■ POTONGAN DOKUMEN ■
###

In [1]:
# ================= TUNING LOOP (Random Search, no GridCV, no K-Fold) =================
# Persyaratan:
# - Variabel berikut sudah ada di lingkungan: 
#   X_signal_tensor, X_image_tensor, y_tensor, image_channels, num_classes, device
# - Fungsi util: create_multimodal_dataloader, run_epoch_multimodal
# - Model class: HybridTransformerEncoderCNN
# - Paket: numpy, pandas, torch, sklearn, matplotlib sudah diimpor

import os, time, random
import numpy as np
import pandas as pd
import torch
import torch.nn as nn
from sklearn.model_selection import StratifiedShuffleSplit
from sklearn.metrics import (
    classification_report, confusion_matrix,
    accuracy_score, precision_score, recall_score, f1_score
)
import matplotlib.pyplot as plt
from sklearn.utils.class_weight import compute_class_weight
from matplotlib.metrics import ConfusionMatrixDisplay

# ---------- Konfigurasi Tuning ----------
N_TRIALS = 10               # jumlah percobaan random search
VAL_SIZE  = 0.2             # proporsi validasi
EPOCHS    = 20
BATCH_TRAIN = 32
BATCH_VAL   = 32
EARLY_STOP_PATIENCE = 7      # opsi early stopping (boleh 0 untuk nonaktif)

# Ruang hiperparameter (random choice)
SEARCH_SPACE = {
    "d_model":        [256],
    "num_heads":      [8],
    "num_layers":     [4],
    "d_ff":           [1536],
    "dropout":        [0.3],
    "fusion_method":  ["attention"],
    "feature_dim":    [192],
    "lr":             [3e-4],
    "weight_decay":   [3e-5]
}
MAX_LEN_FIXED = 200  # mengikuti setup kamu

def sample_hparams():
    return {
        "d_model":       random.choice(SEARCH_SPACE["d_model"]),
        "num_heads":     random.choice(SEARCH_SPACE["num_heads"]),
        "num_layers":    random.choice(SEARCH_SPACE["num_layers"]),
        "d_ff":          random.choice(SEARCH_SPACE["d_ff"]),
        "dropout":       random.choice(SEARCH_SPACE["dropout"]),
        "fusion_method": random.choice(SEARCH_SPACE["fusion_method"]),
        "feature_dim":   random.choice(SEARCH_SPACE["feature_dim"]),
        "lr":            random.choice(SEARCH_SPACE["lr"]),
        "weight_decay":  random.choice(SEARCH_SPACE["weight_decay"]),
        "max_len":       MAX_LEN_FIXED,
    }

def train_val_split_stratified(X_sig, X_img, y, val_size=0.2, random_state=42):
    idx = np.arange(len(y))

###

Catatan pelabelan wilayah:
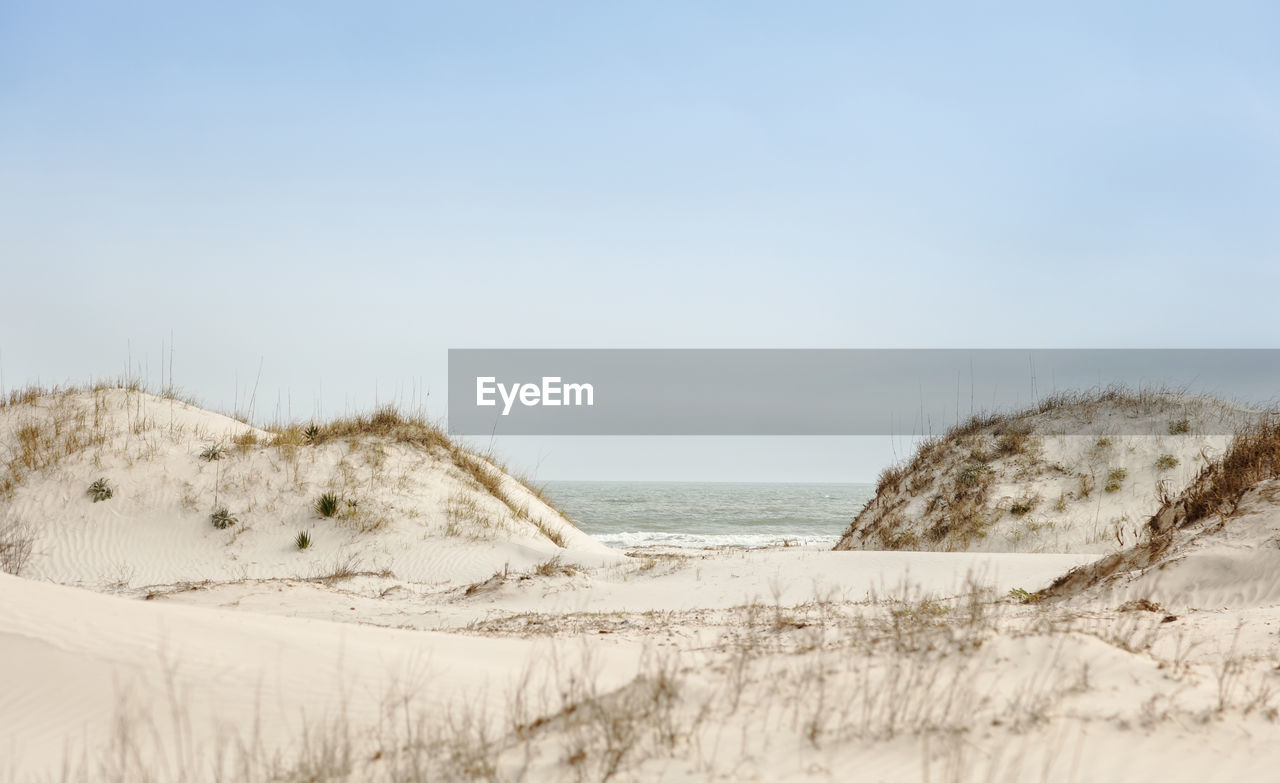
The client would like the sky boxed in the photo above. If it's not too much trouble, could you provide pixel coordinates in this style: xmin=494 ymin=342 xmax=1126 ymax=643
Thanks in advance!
xmin=0 ymin=0 xmax=1280 ymax=481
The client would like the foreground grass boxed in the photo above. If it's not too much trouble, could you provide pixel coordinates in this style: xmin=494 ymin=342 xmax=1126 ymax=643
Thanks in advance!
xmin=32 ymin=582 xmax=1280 ymax=783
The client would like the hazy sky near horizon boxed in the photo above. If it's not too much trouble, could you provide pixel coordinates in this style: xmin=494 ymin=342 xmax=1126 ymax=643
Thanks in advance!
xmin=0 ymin=0 xmax=1280 ymax=481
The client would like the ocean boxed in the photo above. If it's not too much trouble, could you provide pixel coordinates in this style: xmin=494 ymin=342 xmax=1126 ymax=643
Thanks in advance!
xmin=544 ymin=481 xmax=876 ymax=546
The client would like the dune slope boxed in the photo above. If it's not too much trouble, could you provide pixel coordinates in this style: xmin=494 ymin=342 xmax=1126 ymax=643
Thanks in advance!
xmin=836 ymin=390 xmax=1258 ymax=554
xmin=0 ymin=389 xmax=620 ymax=589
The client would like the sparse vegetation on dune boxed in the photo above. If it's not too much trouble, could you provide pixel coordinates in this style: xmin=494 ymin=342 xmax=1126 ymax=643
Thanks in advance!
xmin=1043 ymin=413 xmax=1280 ymax=597
xmin=0 ymin=519 xmax=36 ymax=576
xmin=0 ymin=381 xmax=581 ymax=557
xmin=837 ymin=386 xmax=1261 ymax=551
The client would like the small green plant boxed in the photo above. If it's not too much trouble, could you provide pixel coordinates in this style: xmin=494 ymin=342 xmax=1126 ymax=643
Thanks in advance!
xmin=996 ymin=423 xmax=1032 ymax=455
xmin=1009 ymin=587 xmax=1041 ymax=604
xmin=86 ymin=479 xmax=115 ymax=503
xmin=200 ymin=443 xmax=227 ymax=462
xmin=315 ymin=493 xmax=338 ymax=518
xmin=1078 ymin=473 xmax=1093 ymax=498
xmin=209 ymin=508 xmax=239 ymax=530
xmin=1053 ymin=493 xmax=1066 ymax=512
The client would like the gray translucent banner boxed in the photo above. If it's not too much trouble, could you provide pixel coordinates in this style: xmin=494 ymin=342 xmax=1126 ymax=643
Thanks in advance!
xmin=449 ymin=349 xmax=1280 ymax=435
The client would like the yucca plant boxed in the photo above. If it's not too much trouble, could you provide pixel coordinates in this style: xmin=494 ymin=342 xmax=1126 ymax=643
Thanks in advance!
xmin=315 ymin=493 xmax=338 ymax=518
xmin=200 ymin=443 xmax=227 ymax=462
xmin=209 ymin=508 xmax=239 ymax=530
xmin=86 ymin=479 xmax=115 ymax=503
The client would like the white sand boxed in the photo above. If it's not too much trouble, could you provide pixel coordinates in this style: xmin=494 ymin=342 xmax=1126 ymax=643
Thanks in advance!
xmin=0 ymin=395 xmax=1280 ymax=782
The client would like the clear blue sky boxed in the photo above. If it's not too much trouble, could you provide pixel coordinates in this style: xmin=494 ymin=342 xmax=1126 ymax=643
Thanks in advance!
xmin=0 ymin=0 xmax=1280 ymax=480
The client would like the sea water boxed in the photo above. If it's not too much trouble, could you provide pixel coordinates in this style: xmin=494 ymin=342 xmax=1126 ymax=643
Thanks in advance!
xmin=544 ymin=481 xmax=876 ymax=546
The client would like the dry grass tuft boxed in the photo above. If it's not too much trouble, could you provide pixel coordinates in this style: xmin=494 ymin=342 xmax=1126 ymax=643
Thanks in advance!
xmin=0 ymin=519 xmax=36 ymax=576
xmin=1156 ymin=415 xmax=1280 ymax=525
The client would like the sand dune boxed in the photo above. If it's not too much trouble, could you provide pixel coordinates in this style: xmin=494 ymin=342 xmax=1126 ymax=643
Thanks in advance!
xmin=836 ymin=390 xmax=1261 ymax=554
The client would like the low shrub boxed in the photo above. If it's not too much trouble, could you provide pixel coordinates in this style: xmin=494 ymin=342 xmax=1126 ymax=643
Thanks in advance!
xmin=315 ymin=493 xmax=338 ymax=518
xmin=200 ymin=443 xmax=227 ymax=462
xmin=84 ymin=479 xmax=115 ymax=503
xmin=209 ymin=508 xmax=239 ymax=530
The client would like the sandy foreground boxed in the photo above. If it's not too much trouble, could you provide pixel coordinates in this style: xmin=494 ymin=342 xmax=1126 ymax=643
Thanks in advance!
xmin=0 ymin=549 xmax=1280 ymax=780
xmin=0 ymin=389 xmax=1280 ymax=783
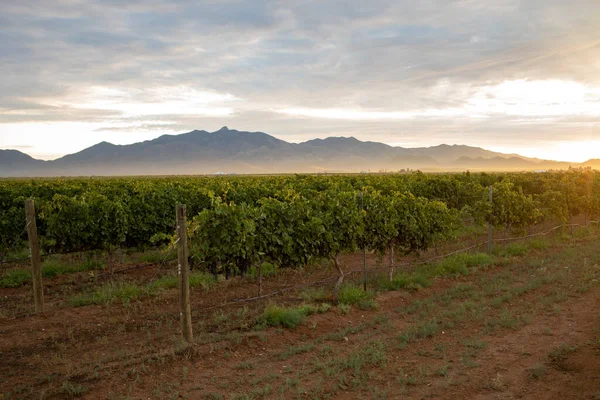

###

■ SOAL LATIHAN ■
(A) Terjemahkan ke dalam bahasa Inggris kalimat ini dari potongan dokumen: "Paket: numpy, pandas, torch, sklearn, matplotlib sudah diimpor".
(B) Salin ulang bagian potongan dokumen mulai dari "# ---------- Konfigurasi" sampai dengan "0 untuk nonaktif)".

■ JAWABAN TIAP SOAL ■
(A) Packages: numpy, pandas, torch, sklearn, matplotlib have already been imported.

(B)
# ---------- Konfigurasi Tuning ----------
N_TRIALS = 10               # jumlah percobaan random search
VAL_SIZE  = 0.2             # proporsi validasi
EPOCHS    = 20
BATCH_TRAIN = 32
BATCH_VAL   = 32
EARLY_STOP_PATIENCE = 7      # opsi early stopping (boleh 0 untuk nonaktif)